Image point annotation entries:
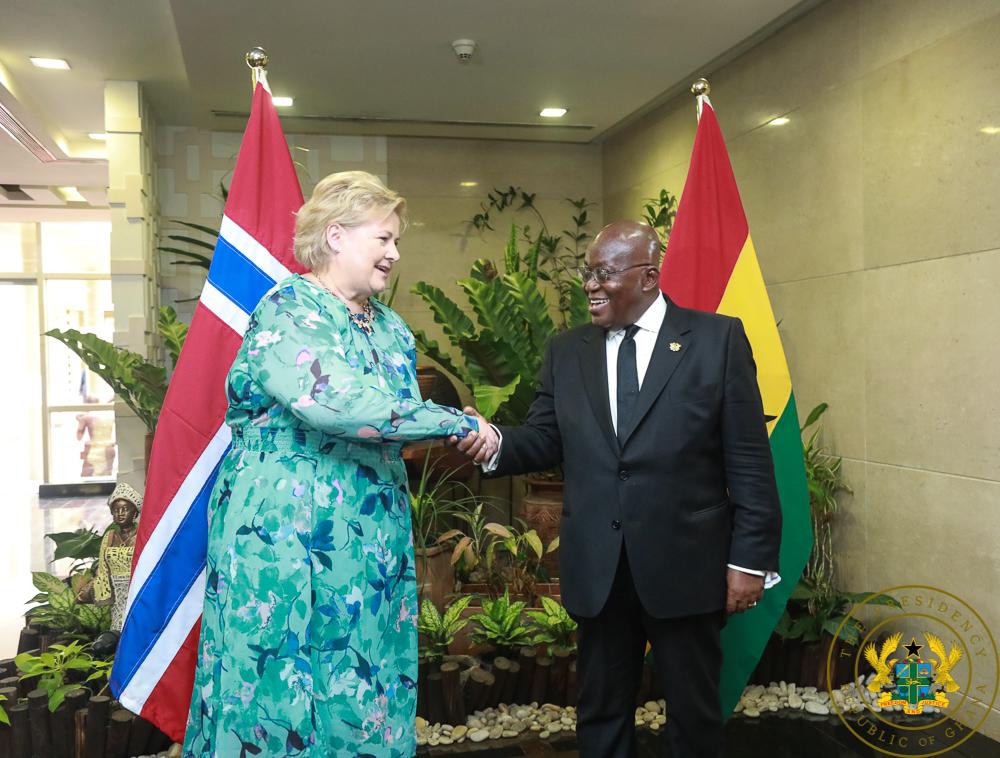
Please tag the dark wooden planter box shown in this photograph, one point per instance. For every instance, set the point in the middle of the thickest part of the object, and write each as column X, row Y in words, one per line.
column 804, row 663
column 83, row 726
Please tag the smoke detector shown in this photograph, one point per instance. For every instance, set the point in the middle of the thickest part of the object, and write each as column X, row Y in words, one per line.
column 464, row 48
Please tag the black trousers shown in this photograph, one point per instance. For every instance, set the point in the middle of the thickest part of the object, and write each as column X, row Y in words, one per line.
column 610, row 651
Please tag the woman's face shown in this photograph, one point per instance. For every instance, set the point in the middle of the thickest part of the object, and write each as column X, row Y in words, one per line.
column 122, row 512
column 364, row 255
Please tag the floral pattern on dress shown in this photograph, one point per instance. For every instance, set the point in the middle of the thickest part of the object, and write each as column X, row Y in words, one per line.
column 308, row 640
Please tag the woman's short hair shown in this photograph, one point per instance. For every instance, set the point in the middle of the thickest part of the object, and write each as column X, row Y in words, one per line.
column 348, row 198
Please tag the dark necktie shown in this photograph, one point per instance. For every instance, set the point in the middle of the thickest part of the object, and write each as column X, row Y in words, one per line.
column 628, row 381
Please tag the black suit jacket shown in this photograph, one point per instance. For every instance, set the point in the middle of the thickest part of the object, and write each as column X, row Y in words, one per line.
column 692, row 488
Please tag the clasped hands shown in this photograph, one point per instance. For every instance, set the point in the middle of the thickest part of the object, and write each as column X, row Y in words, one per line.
column 480, row 446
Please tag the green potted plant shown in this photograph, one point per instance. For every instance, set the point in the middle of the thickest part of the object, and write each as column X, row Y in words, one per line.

Aim of the task: Write the entries above out again exactly, but not the pictures.

Written answer:
Please tag the dark wooden planter box shown in this photograph, one point per instance. For every instance, set the point in the middle of the thickest part of the object, and write each as column X, row Y in words, one per line.
column 804, row 663
column 83, row 726
Please tag the smoke detector shown in this photograph, one point per instance. For every instance, set the point in the middle of the thickest part of the object, and write each as column X, row Y in words, one per line.
column 464, row 48
Please tag the black trousers shown in this photograph, one point per instance. For every instance, set the point in the middle of the thickest part of the object, and write each as column X, row Y in words, one per line.
column 610, row 651
Please tag the woman's face shown in this photograph, one point per instance. For every instance, set the point in the middle of the thickest part of the object, and write each as column X, row Y in words, one per line.
column 122, row 512
column 364, row 255
Please tag the floral pattern on dress shown in this photograph, one point per instance. For every instance, set the point in the middle of the thickest part of the object, and write each as column X, row Y in words, one per line.
column 308, row 640
Please tag the woman's short hair shown in this photograph, one point per instance. For every instance, set the point in the middle of the thickest part of the object, and write each as column X, row Y in words, one per line.
column 348, row 198
Please tag the dark necktie shown in this photograph, one point per instance. For every instance, set the point in the middle of the thickest part of the object, and write each as column X, row Y in words, one per line.
column 628, row 381
Please tag the black suit jacket shown in this photograph, one point per instance. For every instance, set the point in the middle of the thickest part of the object, and write each as column X, row Y in words, one per line.
column 692, row 488
Please tag the clasped hands shown in this photograph, one point per instance. For every instance, set the point in the middle of the thickest part of the object, and write each as column X, row Y in words, one per line.
column 480, row 446
Please tag the green potted plant shown in this photograph, one point per instance. For every instance, set the point in the middle of the thickest part of the object, and write each as column X, row Y in words, one per line.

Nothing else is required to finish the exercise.